Work to be completed: Write out exactly the lines from the first line of the records below through the line that contains "pixel 155 96", and stop there.
───
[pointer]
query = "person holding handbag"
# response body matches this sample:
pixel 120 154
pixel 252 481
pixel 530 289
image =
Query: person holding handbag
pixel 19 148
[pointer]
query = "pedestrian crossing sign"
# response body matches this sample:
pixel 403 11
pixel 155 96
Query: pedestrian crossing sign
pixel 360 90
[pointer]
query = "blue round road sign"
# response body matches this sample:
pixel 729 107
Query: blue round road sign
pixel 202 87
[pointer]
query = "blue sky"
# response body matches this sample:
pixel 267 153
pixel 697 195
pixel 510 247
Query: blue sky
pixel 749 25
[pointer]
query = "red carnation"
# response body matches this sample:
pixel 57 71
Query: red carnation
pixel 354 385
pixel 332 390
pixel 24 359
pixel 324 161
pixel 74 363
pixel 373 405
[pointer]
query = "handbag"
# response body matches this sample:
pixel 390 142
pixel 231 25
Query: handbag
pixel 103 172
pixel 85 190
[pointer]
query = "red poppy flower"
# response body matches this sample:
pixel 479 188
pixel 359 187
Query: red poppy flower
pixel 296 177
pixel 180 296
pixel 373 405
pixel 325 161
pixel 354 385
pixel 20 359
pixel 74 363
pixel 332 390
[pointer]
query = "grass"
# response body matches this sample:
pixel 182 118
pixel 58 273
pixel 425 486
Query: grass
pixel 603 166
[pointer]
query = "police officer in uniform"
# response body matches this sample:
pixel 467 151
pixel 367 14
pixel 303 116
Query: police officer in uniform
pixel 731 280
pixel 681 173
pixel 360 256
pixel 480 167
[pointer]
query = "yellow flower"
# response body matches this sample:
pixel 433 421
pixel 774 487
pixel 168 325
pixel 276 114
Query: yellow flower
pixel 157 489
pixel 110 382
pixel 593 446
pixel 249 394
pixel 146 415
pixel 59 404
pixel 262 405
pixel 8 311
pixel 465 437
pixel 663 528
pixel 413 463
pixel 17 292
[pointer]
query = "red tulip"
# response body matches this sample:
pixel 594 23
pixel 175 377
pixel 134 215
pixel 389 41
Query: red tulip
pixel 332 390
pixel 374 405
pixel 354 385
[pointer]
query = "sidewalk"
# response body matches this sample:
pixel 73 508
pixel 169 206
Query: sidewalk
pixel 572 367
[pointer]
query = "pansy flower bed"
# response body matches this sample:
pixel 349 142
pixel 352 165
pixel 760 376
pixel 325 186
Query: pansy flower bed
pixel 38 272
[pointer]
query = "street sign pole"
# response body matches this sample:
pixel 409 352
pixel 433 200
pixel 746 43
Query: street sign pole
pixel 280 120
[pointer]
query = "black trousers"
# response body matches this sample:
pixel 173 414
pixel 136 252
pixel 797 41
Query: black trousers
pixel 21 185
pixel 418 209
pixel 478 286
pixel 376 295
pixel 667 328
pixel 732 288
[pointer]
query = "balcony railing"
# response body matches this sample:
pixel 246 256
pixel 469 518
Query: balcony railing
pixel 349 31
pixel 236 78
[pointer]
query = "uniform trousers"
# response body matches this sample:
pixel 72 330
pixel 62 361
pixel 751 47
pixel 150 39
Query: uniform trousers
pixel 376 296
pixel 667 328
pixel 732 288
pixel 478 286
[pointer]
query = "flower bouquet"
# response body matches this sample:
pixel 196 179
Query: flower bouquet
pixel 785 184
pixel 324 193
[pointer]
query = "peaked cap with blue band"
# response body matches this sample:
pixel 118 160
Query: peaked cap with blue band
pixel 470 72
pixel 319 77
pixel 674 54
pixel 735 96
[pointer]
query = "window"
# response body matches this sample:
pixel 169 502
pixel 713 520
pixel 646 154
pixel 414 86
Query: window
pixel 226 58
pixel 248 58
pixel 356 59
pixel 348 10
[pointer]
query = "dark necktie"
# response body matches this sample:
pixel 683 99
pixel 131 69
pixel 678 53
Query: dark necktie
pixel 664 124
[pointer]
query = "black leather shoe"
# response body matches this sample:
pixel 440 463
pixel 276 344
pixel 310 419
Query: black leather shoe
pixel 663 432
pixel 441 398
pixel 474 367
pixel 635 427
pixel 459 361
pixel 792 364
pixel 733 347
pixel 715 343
───
Task result:
[pointer]
query = "person holding handbag"
# response body matches this sample:
pixel 120 154
pixel 252 481
pixel 530 289
image =
Query: person holding handbag
pixel 19 148
[pointer]
query = "pedestrian crossing sign"
# response body matches this sample:
pixel 403 11
pixel 155 96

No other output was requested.